— Start Input records —
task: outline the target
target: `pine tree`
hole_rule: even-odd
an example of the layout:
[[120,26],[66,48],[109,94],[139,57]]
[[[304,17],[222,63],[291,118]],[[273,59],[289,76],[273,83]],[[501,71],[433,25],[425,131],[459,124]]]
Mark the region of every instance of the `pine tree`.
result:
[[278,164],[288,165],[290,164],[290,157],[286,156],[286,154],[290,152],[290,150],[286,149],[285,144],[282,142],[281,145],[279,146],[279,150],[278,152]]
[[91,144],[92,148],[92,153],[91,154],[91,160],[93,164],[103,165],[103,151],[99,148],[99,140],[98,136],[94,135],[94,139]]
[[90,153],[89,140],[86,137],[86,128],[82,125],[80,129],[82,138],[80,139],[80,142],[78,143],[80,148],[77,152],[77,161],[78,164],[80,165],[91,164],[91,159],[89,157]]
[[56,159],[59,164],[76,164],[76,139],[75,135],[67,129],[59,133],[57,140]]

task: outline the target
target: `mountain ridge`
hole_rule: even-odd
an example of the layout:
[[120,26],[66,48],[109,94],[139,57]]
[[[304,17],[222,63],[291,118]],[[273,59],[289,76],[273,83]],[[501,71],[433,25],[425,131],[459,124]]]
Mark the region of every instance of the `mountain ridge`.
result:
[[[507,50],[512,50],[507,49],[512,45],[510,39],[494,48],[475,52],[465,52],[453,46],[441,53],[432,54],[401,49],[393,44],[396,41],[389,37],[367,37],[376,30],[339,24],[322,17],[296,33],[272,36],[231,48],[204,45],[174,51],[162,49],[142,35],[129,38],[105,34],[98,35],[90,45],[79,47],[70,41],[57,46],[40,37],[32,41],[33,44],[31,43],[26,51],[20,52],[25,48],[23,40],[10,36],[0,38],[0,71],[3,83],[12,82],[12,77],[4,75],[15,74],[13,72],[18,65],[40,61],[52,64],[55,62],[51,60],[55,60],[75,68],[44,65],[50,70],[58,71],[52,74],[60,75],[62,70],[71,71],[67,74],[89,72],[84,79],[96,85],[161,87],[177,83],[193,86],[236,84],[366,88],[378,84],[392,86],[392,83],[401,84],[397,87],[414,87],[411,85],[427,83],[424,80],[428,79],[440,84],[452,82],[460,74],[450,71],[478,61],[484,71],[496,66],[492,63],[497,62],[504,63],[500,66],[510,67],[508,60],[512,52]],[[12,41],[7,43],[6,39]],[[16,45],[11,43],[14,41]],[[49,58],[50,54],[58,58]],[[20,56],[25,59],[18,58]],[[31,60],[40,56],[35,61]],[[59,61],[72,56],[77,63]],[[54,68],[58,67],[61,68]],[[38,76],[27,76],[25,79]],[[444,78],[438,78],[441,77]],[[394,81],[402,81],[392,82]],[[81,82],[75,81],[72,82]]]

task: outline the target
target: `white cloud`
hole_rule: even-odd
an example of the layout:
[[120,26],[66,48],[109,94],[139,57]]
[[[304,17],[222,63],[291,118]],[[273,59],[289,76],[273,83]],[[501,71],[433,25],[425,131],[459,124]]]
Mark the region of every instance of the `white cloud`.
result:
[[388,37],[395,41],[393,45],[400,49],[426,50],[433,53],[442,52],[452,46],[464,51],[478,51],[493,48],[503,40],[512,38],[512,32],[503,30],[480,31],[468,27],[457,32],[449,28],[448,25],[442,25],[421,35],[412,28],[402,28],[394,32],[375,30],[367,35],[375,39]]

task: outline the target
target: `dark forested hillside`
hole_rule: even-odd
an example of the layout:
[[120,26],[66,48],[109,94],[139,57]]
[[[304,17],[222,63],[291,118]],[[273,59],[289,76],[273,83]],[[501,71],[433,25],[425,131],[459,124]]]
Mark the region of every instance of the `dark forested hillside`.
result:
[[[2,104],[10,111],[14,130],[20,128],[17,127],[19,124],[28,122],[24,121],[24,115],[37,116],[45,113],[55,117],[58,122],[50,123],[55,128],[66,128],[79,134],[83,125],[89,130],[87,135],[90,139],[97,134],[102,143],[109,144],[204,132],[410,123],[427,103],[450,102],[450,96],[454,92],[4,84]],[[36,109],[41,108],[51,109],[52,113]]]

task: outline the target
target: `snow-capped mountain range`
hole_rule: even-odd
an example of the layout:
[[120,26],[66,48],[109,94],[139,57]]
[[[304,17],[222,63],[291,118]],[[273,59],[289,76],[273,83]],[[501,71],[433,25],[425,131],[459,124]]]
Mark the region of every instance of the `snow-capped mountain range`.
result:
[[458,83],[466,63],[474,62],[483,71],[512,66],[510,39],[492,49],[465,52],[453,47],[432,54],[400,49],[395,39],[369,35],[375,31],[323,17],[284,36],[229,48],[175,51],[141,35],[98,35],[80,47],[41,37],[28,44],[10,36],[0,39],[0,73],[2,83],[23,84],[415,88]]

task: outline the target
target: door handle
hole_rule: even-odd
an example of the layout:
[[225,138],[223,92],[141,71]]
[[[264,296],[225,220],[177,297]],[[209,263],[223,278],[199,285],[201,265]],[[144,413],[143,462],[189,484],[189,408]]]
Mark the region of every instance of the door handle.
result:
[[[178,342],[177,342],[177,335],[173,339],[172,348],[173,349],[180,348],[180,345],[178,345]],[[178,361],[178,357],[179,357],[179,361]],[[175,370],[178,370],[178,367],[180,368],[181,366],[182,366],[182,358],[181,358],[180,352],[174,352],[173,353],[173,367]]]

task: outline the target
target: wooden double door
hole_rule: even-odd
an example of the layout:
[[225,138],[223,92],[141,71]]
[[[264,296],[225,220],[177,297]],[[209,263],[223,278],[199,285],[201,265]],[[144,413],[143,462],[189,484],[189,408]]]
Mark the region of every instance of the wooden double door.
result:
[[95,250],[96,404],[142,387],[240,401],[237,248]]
— End Input records —
• [The problem] Copy out the full listing exactly.

• [Task response]
task: outline the target
target: `pine tree`
hole_rule: even-odd
an example of the layout:
[[120,26],[66,48],[109,94],[139,57]]
[[[304,17],[222,63],[291,118]],[[273,59],[289,76],[273,83]],[[501,71],[433,25],[425,131],[459,124]]]
Mark the region of every instance of the `pine tree`.
result:
[[278,164],[288,165],[290,164],[290,157],[286,156],[286,154],[290,152],[290,150],[286,149],[285,144],[282,142],[281,145],[279,146],[279,150],[278,152]]
[[91,144],[92,148],[92,153],[91,154],[91,160],[93,164],[103,165],[103,151],[99,148],[99,140],[98,136],[94,135],[94,139]]
[[90,153],[89,140],[86,137],[86,128],[82,125],[80,129],[82,138],[80,139],[80,142],[78,143],[80,148],[77,152],[77,161],[78,164],[80,165],[91,164],[91,159],[89,157]]
[[56,159],[59,164],[76,164],[76,139],[75,135],[67,129],[59,133],[57,140]]

task: outline the target
target: `mountain ridge`
hole_rule: even-odd
an example of the layout:
[[120,26],[66,48],[109,94],[139,57]]
[[[304,17],[222,63],[291,118]],[[273,59],[289,76],[273,83]],[[501,71],[433,25],[425,131],[459,124]]]
Mark the region of every instance of the `mountain ridge`.
result:
[[[507,50],[512,50],[507,49],[512,45],[510,39],[494,48],[475,52],[465,52],[453,46],[441,53],[432,54],[401,49],[393,44],[396,41],[389,37],[367,37],[376,30],[339,24],[322,17],[296,33],[272,36],[231,48],[204,45],[174,51],[162,49],[142,35],[129,38],[105,34],[98,35],[90,45],[79,47],[70,41],[57,46],[40,37],[32,41],[33,44],[31,43],[26,51],[20,52],[25,48],[23,40],[10,36],[0,38],[0,71],[3,83],[12,82],[12,77],[4,75],[15,74],[13,72],[18,65],[40,61],[52,64],[55,62],[51,60],[55,60],[75,68],[44,65],[50,70],[58,71],[52,74],[60,75],[62,70],[71,71],[67,74],[89,72],[84,79],[96,85],[161,87],[177,83],[193,86],[236,84],[366,88],[378,84],[392,86],[392,83],[401,84],[397,87],[414,87],[411,85],[427,83],[424,80],[428,79],[440,84],[452,82],[460,74],[450,71],[478,61],[484,71],[496,66],[492,63],[497,62],[504,63],[500,66],[510,67],[508,60],[512,52]],[[12,41],[7,43],[6,39]],[[16,45],[11,43],[14,41]],[[49,58],[50,54],[58,58]],[[20,56],[25,59],[18,58]],[[31,60],[40,56],[35,61]],[[59,61],[72,56],[77,63]],[[54,68],[58,67],[61,68]],[[38,76],[27,76],[25,79]],[[444,78],[438,78],[441,77]],[[394,81],[402,81],[392,82]],[[81,82],[75,81],[72,82]]]

task: outline the target
target: `white cloud`
hole_rule: even-odd
an example of the layout:
[[120,26],[66,48],[109,94],[139,57]]
[[[304,17],[222,63],[291,118]],[[273,59],[289,76],[273,83]],[[501,71],[433,25],[425,131],[459,124]]]
Mark the region of every instance of the `white cloud`.
result:
[[388,37],[395,41],[393,45],[400,49],[426,50],[433,53],[442,52],[452,46],[464,51],[478,51],[493,48],[503,40],[512,38],[512,32],[503,30],[480,31],[468,27],[457,32],[449,28],[448,25],[442,25],[421,35],[412,28],[402,28],[394,32],[375,30],[367,35],[375,39]]

task: outline the target
target: `dark forested hillside`
hole_rule: even-odd
an example of the layout:
[[120,26],[66,48],[109,94],[139,57]]
[[[304,17],[222,63],[291,118]],[[273,59],[289,76],[273,83]],[[501,71],[433,25],[425,131],[459,124]]]
Mark the region of every instance of the `dark forested hillside`.
result:
[[[2,104],[10,111],[14,130],[20,128],[17,127],[19,124],[28,122],[24,121],[24,115],[37,116],[45,113],[55,117],[58,122],[50,123],[55,128],[66,128],[79,134],[83,125],[89,130],[87,135],[90,139],[97,134],[102,143],[109,144],[204,132],[410,123],[427,103],[450,102],[450,96],[454,92],[4,84]],[[36,109],[41,108],[51,109],[52,113]]]

task: outline the target
target: `snow-capped mountain range`
hole_rule: even-odd
an example of the layout:
[[120,26],[66,48],[109,94],[139,57]]
[[[304,17],[222,63],[291,118]],[[273,59],[289,76],[273,83]],[[501,71],[433,25],[425,131],[459,124]]]
Mark the region of every instance of the `snow-capped mountain range`.
result:
[[458,83],[466,63],[474,62],[483,71],[512,66],[510,39],[492,49],[465,52],[453,47],[432,54],[400,49],[395,39],[369,35],[375,31],[323,17],[284,36],[229,48],[175,51],[141,35],[98,35],[80,47],[41,37],[28,44],[10,36],[0,39],[0,73],[2,83],[23,84],[415,88]]

task: outline the target
target: door handle
hole_rule: even-odd
an example of the layout:
[[225,138],[223,92],[141,71]]
[[[264,296],[225,220],[177,297]],[[209,263],[223,278],[199,285],[201,265]],[[144,413],[143,462],[189,484],[189,408]]]
Mark the region of every instance of the door handle.
result:
[[[178,342],[177,342],[177,335],[173,339],[172,348],[173,349],[180,348],[180,345],[178,345]],[[178,361],[178,357],[179,357],[179,361]],[[175,370],[178,370],[178,367],[180,368],[181,366],[182,366],[182,358],[181,358],[180,352],[174,352],[173,353],[173,367]]]

task: outline the target
target: wooden double door
hole_rule: even-odd
an example of the layout:
[[225,138],[223,92],[141,71]]
[[[264,296],[225,220],[177,297]],[[209,263],[223,278],[199,285],[201,265]],[[144,413],[143,462],[189,484],[189,408]]]
Mark the region of every instance of the wooden double door.
result:
[[95,250],[96,404],[142,387],[240,401],[237,248]]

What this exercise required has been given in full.